━━━ Information supplied
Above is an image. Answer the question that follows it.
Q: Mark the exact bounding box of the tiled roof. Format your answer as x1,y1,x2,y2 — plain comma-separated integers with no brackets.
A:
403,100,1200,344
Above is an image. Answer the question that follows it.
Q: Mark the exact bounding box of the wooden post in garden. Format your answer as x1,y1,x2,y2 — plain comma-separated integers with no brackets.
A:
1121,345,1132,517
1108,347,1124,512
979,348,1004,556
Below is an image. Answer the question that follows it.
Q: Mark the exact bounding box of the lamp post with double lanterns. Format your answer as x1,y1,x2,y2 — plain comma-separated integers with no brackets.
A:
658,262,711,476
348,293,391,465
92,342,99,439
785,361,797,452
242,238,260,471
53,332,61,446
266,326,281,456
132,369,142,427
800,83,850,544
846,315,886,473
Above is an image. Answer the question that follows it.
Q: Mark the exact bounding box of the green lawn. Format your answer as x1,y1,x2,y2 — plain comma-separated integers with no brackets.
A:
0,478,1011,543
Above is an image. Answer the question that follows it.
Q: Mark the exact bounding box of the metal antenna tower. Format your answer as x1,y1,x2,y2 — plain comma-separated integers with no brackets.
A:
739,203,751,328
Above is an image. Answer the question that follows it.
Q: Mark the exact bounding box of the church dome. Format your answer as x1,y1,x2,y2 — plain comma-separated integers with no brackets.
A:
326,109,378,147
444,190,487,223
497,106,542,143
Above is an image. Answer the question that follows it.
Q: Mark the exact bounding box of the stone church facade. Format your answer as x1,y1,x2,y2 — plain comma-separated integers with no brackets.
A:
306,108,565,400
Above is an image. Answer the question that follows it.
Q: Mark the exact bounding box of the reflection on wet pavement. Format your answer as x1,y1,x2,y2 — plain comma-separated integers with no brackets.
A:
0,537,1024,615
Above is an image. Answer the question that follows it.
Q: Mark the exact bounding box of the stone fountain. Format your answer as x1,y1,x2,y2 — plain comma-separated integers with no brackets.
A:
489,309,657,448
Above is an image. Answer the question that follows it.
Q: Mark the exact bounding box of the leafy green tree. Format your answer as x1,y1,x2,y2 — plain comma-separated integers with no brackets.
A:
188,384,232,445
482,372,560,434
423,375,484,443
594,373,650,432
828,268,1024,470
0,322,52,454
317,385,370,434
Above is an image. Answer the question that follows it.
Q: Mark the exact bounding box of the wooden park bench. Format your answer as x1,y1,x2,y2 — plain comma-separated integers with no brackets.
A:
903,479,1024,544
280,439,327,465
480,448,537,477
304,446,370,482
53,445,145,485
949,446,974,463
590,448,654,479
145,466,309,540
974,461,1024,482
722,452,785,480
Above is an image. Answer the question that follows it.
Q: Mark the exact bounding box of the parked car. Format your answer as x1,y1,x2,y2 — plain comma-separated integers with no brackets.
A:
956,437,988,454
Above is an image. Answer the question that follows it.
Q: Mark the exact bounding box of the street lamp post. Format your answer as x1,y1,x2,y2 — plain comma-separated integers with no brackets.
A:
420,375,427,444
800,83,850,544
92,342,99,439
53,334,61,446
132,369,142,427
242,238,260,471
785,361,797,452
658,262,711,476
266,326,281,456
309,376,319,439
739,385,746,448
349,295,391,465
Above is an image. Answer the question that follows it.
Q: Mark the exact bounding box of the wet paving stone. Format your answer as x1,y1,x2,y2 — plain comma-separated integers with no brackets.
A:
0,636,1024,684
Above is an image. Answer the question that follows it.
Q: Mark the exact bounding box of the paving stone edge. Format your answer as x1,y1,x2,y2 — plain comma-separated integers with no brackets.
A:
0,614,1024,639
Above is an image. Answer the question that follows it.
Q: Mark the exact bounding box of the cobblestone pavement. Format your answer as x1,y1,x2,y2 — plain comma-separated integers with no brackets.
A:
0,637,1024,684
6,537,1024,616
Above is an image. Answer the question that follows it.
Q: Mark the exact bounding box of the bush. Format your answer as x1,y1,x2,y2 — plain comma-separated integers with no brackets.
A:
━━━━━━
### Required work
Reproduce all of the records above word for word, without changing anything.

### Result for this exercise
Above is an image. Answer the question that follows it.
Q: Mark the exact bounding box of the tiled roof. Format your answer as x1,y1,x2,y2 — plain comma-separated integers with no brackets.
A:
403,100,1200,344
Above is an image. Answer the question that follows it.
Q: Mark the exact bounding box of the wooden post in garden. Format your answer as x1,y1,x2,y2 — plain comma-separated integers with no brackets.
A:
1121,345,1132,517
1108,347,1124,512
979,348,1004,556
Below is an image. Answer the question that follows it.
Q: Mark the exact bounding box of the lamp post with double lanterns. Format your answer as x1,y1,x2,y2 — plain comma-separated integers with no brackets.
A:
658,262,711,476
348,293,391,465
92,342,99,439
785,361,797,452
242,238,260,471
53,332,61,446
266,326,281,456
132,369,142,427
800,83,850,544
846,315,886,473
Above is an image. Answer the question that follows it.
Q: Mark the exact bounding box of the green lawn. Format your answer as x1,y1,x2,y2 — plain comma-separated integers with no brackets.
A:
0,478,1011,543
Above is an image. Answer the question that follows it.
Q: Mark the exact bounding box of the metal antenna tower. Format your answer as x1,y1,x2,y2 — plain comma-separated integers with no brackets.
A:
739,203,751,328
Above is an image. Answer the question that follows it.
Q: Mark the exact bounding box of the church dome. Format your answer as x1,y1,x2,y2 — plain comma-separated integers with no brackets.
A:
326,109,378,147
444,190,487,223
497,106,542,143
Above is an image. Answer the question that follows it.
Q: Mark the exact bounding box of the stone church facade. Format your answer as x1,y1,x2,y2 — plain comma-separated integers with no brackets.
A:
306,108,565,400
Above is an image. Answer the question that follows it.
Q: Mark the exact bounding box of the reflection on wet pavement. Format your answer as x1,y1,x2,y2 — plain comma-separated integers with no brackets.
A:
0,537,1024,615
Above is an image. Answer the question that follows it.
Q: Mark the exact bounding box of the stone fountain. Format your answer as x1,y1,x2,y2 — plain comma-separated integers with no brackets.
A:
489,309,657,448
Above is an image. Answer the question that follows it.
Q: Mark the exact bounding box of the leafy green tree. Format your answer as x1,y1,x2,y2 — plain comma-separated integers with no brackets.
A:
188,384,232,445
482,372,560,434
423,375,484,443
594,373,650,432
828,268,1024,470
0,322,52,454
317,385,370,434
Above is an image. Answer the question that follows it.
Q: Mark the exact bounding box of the wooden park bench. Format your answer as x1,y1,x2,y2 — plain comma-separated integers with no brackets.
A:
903,479,1024,544
280,439,327,465
480,448,537,477
304,446,370,482
53,445,145,485
949,446,974,463
590,448,654,479
145,466,309,540
974,461,1024,482
722,452,785,480
Above is an image. Answer the question that follows it.
Q: Mark the exact bounding box of the parked car. Format your answer as x1,y1,x2,y2 — plain comma-separated integers with no brackets.
A:
956,437,988,454
Above is an image. Answer the question that follows it.
Q: Mark the exact bounding box of the street lamp post. Format your answer as x1,y1,x2,y2 — plain comma-separated integers with no brackets.
A:
420,375,427,444
800,83,850,544
92,342,99,439
53,334,61,446
132,369,142,427
242,238,260,471
785,361,797,452
658,262,711,476
266,326,281,456
309,376,319,439
739,385,746,448
349,295,391,465
Above is an image. Answer the question that follows it.
Q: Mark the exact bounding box of the wet paving stone. Format your answer as x1,y1,x2,y2 — plain comma-separated integers with no brackets.
A:
0,636,1024,684
Above is an image. Answer the question that follows it.
Q: Mark the exact bounding box of the paving stone edge. Format your answer as x1,y1,x2,y2 — plain comma-separated integers with no brackets.
A:
0,614,1024,639
Above is an image. Answer the question that follows it.
Q: Mark the exact bounding box of the cobblestone pavement. Format your answer as x1,y1,x2,y2 — plain comma-separated integers with no brackets.
A:
0,637,1024,684
6,537,1024,616
Above is an image. Answer the question that follows it.
Q: Mark the exact bounding box of the bush. Format your answer as x1,y1,x2,y2 — plain comma-separated integers with no brackets.
A:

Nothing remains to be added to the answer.